◆ EXERCISE AIM ◆
From the entries below, output the line with "lamp in the photograph above." and each following line up to and including the line with "glass skyscraper in the photograph above.", exactly as written.

══ DATASET ENTRIES ══

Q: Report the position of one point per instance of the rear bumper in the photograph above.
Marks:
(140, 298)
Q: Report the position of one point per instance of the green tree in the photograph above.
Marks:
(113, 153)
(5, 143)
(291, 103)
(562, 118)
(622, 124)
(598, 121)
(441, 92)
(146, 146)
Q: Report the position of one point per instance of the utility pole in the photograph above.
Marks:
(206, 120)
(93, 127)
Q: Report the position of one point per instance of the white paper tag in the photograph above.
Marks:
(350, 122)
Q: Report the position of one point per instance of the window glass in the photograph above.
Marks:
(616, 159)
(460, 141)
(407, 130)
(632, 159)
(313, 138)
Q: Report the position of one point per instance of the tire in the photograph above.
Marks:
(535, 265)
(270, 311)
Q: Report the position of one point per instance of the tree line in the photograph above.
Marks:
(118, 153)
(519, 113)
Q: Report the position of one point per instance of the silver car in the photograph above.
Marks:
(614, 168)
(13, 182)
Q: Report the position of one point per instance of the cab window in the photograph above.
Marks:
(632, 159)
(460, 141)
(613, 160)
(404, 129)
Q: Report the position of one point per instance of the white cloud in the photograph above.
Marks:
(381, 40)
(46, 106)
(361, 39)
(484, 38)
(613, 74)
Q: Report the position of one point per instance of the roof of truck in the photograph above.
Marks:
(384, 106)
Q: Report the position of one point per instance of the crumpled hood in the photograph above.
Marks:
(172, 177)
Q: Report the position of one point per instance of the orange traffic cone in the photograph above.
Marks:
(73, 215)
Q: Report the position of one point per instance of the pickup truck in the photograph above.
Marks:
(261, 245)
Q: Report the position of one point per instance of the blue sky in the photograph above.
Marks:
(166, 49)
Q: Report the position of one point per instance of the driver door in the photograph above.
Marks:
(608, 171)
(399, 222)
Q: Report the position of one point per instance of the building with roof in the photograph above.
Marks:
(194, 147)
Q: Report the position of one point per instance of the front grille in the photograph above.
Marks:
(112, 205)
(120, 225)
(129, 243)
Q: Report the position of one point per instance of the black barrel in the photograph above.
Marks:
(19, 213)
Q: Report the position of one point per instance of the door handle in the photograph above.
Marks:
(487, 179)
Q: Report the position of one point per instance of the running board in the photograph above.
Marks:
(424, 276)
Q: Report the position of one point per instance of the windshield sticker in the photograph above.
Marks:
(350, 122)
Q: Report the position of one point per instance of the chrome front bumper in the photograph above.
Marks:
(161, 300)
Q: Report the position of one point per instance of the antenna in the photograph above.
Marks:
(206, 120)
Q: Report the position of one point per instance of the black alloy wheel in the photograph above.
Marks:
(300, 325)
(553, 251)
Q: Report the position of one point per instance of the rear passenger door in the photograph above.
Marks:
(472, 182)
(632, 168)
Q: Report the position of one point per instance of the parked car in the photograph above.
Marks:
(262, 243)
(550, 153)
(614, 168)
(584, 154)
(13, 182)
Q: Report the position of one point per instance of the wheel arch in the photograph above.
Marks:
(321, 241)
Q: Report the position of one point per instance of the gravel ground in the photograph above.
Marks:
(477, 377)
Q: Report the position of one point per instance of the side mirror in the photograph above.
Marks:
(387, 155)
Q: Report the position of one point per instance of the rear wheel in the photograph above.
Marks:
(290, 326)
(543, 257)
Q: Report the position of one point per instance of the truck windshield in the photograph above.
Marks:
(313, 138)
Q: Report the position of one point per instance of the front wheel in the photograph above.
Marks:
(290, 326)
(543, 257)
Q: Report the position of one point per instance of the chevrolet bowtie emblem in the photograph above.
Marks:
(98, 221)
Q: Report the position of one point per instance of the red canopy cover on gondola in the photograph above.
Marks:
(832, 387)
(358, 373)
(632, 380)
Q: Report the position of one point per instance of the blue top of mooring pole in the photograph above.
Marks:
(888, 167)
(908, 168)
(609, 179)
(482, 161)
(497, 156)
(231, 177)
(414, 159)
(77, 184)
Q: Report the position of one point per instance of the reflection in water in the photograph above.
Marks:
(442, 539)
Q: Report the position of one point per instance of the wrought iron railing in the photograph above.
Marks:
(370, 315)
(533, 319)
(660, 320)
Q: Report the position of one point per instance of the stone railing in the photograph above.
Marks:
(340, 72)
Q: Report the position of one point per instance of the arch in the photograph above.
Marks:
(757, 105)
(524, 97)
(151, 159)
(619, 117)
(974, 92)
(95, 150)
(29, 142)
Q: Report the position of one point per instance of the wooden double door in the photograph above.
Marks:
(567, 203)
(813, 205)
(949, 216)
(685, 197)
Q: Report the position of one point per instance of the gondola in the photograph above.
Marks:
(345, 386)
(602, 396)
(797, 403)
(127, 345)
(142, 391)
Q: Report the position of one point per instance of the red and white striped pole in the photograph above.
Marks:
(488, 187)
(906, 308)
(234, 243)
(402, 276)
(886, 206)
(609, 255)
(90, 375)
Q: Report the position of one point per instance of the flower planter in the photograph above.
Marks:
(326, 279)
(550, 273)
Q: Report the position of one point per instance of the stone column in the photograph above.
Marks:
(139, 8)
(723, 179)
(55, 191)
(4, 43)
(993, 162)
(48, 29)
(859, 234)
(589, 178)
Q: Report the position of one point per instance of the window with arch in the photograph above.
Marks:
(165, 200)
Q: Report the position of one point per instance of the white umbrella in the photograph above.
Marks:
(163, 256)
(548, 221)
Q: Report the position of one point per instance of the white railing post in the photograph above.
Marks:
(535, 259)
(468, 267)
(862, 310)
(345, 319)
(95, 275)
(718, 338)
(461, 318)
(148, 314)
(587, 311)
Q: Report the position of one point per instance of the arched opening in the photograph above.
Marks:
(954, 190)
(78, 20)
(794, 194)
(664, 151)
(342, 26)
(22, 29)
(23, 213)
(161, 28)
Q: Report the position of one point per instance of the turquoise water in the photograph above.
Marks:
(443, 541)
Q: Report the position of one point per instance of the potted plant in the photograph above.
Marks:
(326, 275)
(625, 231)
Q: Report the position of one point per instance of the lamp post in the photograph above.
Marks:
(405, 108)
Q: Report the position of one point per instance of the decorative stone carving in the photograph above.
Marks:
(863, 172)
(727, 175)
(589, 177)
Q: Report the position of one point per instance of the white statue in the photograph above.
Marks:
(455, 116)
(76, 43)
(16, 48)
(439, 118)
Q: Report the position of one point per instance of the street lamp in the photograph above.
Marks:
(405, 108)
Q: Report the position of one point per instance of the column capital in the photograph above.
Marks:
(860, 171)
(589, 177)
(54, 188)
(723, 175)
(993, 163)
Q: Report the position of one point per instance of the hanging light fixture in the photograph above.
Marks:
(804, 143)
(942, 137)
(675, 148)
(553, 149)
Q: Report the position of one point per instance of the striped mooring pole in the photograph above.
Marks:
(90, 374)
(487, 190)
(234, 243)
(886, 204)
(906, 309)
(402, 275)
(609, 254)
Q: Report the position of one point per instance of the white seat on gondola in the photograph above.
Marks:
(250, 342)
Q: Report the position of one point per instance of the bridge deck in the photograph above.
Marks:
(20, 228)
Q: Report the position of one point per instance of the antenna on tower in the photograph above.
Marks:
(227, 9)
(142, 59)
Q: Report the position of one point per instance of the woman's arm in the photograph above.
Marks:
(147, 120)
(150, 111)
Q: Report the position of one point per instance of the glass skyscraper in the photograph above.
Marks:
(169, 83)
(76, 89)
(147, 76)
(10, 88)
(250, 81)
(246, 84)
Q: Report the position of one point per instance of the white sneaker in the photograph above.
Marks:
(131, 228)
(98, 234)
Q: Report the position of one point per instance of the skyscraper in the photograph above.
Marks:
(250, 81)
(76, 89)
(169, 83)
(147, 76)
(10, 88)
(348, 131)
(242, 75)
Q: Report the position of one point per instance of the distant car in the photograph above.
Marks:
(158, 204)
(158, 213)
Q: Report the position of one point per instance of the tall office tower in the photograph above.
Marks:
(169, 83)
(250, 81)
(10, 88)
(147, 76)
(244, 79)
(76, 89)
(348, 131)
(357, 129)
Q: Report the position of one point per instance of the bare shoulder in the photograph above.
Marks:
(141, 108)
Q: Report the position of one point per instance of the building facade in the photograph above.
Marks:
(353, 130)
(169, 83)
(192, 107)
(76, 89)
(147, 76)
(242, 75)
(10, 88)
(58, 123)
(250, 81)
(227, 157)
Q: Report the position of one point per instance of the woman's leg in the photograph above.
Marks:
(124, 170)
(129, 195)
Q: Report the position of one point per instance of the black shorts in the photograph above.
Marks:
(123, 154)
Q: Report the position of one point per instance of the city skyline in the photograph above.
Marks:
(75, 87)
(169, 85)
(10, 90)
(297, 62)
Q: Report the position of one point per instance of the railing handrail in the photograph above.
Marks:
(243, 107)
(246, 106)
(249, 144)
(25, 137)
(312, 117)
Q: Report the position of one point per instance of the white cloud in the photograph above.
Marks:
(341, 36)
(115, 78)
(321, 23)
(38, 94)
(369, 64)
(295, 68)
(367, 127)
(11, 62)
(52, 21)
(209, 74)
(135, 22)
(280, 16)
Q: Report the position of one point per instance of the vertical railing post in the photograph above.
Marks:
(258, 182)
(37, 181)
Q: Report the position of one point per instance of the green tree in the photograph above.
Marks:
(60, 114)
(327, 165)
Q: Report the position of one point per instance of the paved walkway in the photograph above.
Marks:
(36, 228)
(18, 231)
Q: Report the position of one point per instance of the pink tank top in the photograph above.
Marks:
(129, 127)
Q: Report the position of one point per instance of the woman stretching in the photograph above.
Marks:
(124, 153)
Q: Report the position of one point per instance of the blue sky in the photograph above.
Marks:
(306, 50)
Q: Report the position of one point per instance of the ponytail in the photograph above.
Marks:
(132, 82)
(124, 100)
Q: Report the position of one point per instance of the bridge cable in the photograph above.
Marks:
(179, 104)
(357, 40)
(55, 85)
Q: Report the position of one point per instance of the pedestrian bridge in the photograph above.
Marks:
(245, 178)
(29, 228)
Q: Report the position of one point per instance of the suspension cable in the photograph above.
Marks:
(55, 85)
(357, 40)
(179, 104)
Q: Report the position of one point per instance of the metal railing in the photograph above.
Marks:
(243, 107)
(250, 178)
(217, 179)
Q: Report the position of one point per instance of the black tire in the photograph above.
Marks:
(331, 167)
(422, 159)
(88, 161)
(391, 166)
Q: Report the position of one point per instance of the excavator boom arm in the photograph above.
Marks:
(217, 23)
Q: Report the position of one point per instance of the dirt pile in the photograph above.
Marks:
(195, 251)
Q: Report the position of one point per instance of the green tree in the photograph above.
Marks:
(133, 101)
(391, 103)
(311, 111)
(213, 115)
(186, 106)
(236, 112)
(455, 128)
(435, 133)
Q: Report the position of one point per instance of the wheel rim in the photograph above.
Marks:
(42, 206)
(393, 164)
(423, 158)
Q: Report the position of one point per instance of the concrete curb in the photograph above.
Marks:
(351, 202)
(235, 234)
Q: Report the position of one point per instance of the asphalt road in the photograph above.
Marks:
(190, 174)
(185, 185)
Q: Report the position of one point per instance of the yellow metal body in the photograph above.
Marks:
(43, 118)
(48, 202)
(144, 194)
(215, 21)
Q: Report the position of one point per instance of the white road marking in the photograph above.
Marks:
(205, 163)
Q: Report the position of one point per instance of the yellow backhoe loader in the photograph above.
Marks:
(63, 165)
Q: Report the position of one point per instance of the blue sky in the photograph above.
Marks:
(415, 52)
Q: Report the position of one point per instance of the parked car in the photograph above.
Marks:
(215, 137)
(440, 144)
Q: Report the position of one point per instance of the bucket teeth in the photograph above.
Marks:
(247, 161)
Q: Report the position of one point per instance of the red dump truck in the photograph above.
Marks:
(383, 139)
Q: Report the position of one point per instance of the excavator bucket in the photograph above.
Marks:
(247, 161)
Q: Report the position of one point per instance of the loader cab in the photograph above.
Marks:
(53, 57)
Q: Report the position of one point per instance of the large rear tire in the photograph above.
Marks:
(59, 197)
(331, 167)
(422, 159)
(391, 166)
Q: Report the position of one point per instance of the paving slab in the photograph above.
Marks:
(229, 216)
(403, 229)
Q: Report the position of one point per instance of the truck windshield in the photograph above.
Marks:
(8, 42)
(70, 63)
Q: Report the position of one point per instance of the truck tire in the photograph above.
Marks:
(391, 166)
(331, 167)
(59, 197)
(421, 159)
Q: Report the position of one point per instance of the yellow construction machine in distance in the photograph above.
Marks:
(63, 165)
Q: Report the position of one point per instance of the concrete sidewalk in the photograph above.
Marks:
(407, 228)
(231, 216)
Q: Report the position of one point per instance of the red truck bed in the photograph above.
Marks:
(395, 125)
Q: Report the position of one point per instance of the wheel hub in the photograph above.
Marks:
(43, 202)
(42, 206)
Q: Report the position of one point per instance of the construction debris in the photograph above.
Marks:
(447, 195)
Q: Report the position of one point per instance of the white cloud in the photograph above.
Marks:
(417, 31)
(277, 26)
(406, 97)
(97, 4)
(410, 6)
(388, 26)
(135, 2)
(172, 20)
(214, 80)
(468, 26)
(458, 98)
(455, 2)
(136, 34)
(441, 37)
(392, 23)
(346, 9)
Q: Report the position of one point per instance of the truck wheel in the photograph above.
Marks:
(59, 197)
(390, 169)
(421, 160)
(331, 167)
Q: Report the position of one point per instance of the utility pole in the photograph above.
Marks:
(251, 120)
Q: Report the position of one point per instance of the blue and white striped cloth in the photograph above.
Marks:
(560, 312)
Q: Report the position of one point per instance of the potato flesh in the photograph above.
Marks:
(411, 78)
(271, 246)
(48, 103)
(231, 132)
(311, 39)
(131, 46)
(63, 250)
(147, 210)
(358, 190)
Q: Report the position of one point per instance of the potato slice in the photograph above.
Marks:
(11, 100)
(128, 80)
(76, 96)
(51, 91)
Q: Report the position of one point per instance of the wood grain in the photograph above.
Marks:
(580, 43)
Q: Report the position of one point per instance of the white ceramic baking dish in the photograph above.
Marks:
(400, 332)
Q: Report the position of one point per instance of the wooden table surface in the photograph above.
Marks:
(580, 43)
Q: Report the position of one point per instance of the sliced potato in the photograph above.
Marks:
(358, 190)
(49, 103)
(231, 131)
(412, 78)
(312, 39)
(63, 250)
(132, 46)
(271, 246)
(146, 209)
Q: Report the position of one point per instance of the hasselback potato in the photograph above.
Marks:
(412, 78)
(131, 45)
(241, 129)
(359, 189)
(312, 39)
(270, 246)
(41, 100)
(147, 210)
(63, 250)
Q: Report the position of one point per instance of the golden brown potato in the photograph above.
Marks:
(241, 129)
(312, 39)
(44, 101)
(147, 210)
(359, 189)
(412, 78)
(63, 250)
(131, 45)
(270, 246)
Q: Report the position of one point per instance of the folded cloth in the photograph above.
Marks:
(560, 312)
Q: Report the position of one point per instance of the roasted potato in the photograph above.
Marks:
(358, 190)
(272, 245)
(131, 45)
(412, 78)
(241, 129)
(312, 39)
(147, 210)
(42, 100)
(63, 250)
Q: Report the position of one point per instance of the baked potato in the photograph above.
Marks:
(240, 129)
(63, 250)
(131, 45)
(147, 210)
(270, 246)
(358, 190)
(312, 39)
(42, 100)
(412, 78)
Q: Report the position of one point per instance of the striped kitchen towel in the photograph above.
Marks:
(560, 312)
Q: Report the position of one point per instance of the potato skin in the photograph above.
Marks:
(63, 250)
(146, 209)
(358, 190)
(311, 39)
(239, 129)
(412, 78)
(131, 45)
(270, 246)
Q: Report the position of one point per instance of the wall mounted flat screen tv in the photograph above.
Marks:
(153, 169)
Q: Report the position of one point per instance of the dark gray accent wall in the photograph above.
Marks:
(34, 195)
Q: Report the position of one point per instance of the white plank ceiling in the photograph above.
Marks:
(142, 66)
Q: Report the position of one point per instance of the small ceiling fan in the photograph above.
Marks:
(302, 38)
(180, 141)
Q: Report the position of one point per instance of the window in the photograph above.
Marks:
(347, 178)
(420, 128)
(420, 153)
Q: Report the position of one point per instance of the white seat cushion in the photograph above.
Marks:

═══

◆ TASK OUTPUT ◆
Q: Report the position of one point per instance of the street lamp in the photograph above.
Marks:
(405, 108)
Q: Report the position of one point per instance of the column capital in the photograph above.
Marks:
(860, 171)
(589, 177)
(54, 188)
(723, 175)
(993, 163)
Q: Report the position of one point per instance of the hanging light fixture in the photograph above.
Marks:
(804, 143)
(942, 137)
(675, 148)
(553, 149)
Q: Report the position of one point per instance of the striped mooring pole in the photograph above.
Marks:
(90, 374)
(487, 190)
(234, 243)
(886, 204)
(906, 309)
(402, 275)
(609, 254)
Q: Report the position of one point per instance of the white seat on gondola in the photograph above.
Marks:
(250, 342)
Q: Report the position of one point per instance of the bridge deck in the photograph above.
Marks:
(20, 228)
Q: Report the position of one point per instance of the antenna on tower in the photograph above.
Marks:
(227, 9)
(142, 59)
Q: Report the position of one point per instance of the woman's arm in the photograph above.
Marks:
(147, 120)
(150, 111)
Q: Report the position of one point per instance of the glass skyscraper in the photograph above.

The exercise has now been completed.